_Task objective_
Those lines of the following listing which contain the string "blue" should be returned.

_Task data_
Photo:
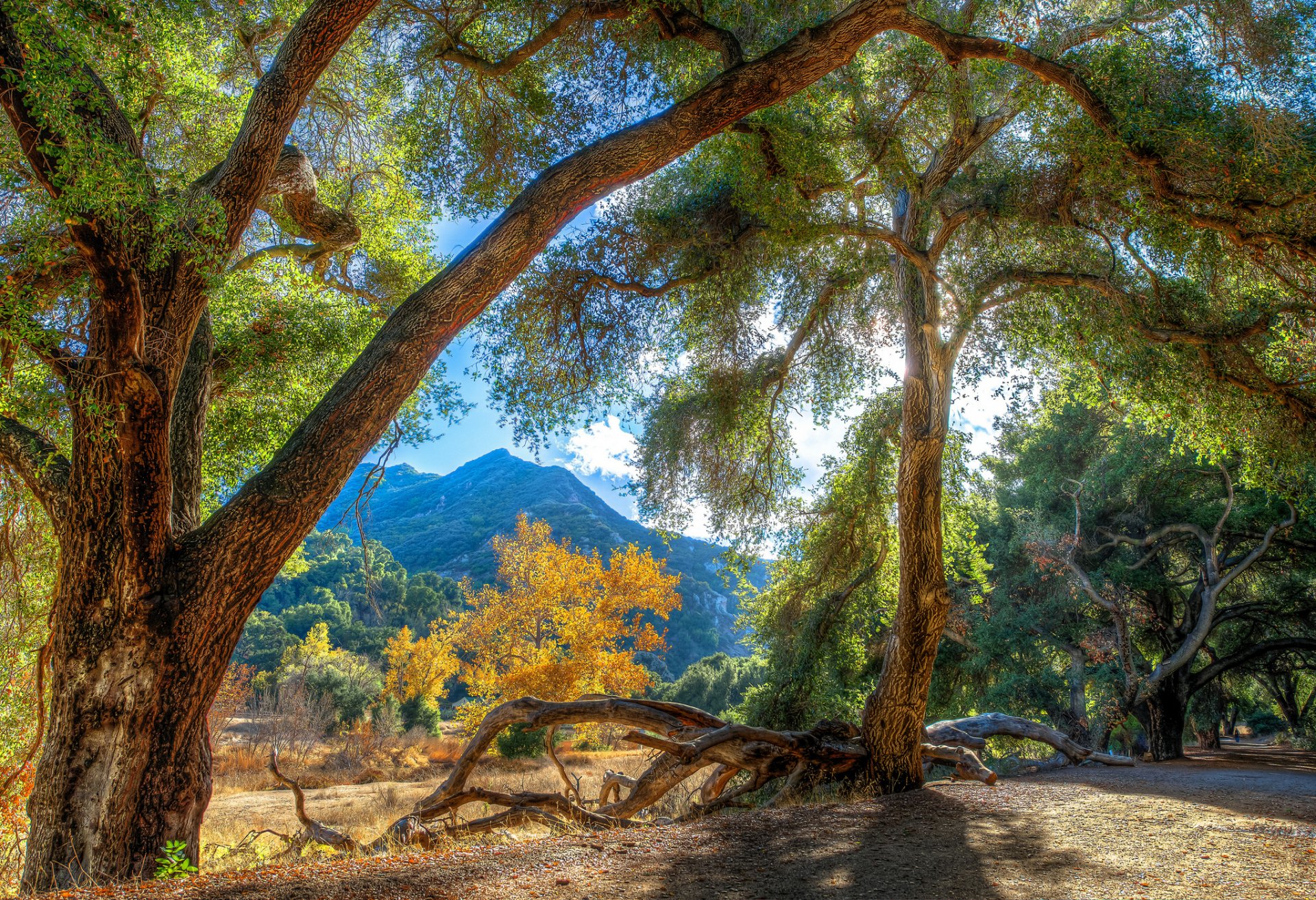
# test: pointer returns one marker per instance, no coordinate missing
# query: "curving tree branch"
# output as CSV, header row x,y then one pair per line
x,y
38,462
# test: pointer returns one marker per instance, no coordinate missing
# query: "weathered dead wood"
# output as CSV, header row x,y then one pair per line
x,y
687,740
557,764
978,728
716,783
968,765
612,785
...
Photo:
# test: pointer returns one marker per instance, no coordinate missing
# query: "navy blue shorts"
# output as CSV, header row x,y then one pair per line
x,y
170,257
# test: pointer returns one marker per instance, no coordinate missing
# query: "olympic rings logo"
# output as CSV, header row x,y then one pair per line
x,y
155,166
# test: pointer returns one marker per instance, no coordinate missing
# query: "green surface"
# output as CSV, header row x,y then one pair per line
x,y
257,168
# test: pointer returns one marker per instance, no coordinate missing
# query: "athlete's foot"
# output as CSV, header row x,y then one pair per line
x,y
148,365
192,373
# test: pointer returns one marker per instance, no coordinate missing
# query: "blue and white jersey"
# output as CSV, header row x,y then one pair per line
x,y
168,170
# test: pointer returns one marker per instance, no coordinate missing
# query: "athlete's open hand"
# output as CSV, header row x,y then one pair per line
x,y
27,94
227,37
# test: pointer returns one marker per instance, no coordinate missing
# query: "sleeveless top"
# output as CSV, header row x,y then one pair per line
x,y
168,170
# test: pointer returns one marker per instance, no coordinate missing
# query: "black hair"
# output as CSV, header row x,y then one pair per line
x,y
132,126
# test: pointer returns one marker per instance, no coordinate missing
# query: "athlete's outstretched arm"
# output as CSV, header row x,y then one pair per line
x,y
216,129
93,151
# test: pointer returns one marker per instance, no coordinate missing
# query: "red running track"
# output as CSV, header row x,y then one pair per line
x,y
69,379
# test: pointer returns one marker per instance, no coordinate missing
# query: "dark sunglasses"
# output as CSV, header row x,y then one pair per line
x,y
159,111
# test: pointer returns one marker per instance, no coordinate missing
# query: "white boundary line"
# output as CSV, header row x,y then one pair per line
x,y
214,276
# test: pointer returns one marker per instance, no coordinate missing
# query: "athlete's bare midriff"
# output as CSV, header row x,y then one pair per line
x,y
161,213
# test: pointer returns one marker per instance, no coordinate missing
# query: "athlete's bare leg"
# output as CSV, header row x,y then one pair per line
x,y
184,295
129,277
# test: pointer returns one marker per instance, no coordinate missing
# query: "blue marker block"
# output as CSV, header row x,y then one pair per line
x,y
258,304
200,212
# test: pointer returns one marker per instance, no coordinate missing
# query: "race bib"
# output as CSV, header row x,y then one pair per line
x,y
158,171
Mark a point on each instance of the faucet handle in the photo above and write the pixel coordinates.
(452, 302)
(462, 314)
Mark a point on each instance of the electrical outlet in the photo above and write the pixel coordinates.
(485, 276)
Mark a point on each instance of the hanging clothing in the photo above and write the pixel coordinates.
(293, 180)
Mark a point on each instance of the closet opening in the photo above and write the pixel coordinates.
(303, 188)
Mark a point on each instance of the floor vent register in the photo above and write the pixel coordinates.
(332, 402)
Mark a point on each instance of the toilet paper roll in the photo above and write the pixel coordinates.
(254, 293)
---
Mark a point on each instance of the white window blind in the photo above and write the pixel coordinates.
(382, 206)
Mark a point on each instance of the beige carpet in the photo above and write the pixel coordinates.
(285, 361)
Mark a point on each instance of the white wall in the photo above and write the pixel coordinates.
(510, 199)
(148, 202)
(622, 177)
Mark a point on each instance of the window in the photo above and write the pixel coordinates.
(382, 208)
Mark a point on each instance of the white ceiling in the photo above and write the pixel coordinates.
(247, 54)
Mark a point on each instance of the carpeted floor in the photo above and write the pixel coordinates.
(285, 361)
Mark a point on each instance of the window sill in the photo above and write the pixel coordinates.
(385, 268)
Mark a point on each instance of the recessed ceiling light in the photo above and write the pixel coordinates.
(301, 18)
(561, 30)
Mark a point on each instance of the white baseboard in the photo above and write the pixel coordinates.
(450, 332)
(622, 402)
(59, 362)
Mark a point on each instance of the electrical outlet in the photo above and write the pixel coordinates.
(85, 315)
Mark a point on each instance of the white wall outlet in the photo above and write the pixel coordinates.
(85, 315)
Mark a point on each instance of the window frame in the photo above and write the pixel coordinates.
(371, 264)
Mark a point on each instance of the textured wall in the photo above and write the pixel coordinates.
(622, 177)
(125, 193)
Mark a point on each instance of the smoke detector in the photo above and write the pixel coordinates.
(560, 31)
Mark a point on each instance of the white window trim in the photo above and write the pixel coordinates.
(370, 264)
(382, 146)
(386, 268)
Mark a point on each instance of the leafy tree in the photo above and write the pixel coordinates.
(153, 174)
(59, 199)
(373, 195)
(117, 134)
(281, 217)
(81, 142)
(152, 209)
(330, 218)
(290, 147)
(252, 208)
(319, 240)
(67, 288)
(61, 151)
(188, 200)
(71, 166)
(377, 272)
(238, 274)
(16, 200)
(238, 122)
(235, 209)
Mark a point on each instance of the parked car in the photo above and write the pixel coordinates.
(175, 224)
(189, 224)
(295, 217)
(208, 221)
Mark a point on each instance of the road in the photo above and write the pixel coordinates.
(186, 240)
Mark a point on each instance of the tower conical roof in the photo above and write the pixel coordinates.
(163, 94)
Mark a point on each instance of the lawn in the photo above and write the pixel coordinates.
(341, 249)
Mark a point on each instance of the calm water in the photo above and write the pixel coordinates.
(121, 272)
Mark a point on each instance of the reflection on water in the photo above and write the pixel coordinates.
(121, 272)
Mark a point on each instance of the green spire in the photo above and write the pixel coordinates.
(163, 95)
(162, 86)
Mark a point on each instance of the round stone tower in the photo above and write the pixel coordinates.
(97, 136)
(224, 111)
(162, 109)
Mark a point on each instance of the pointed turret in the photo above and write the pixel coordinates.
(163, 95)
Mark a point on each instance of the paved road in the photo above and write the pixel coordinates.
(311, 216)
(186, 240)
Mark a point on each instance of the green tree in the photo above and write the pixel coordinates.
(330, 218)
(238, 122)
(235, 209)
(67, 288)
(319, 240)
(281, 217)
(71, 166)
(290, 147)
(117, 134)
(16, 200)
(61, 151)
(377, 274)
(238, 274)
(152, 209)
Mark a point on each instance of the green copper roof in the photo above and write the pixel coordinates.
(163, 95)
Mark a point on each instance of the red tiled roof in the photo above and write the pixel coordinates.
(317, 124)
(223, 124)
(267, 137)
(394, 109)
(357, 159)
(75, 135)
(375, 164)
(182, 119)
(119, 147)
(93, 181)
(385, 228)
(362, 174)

_Task result_
# query: "navy blue shorts"
# query: "blue and white jersey"
# query: "blue marker block"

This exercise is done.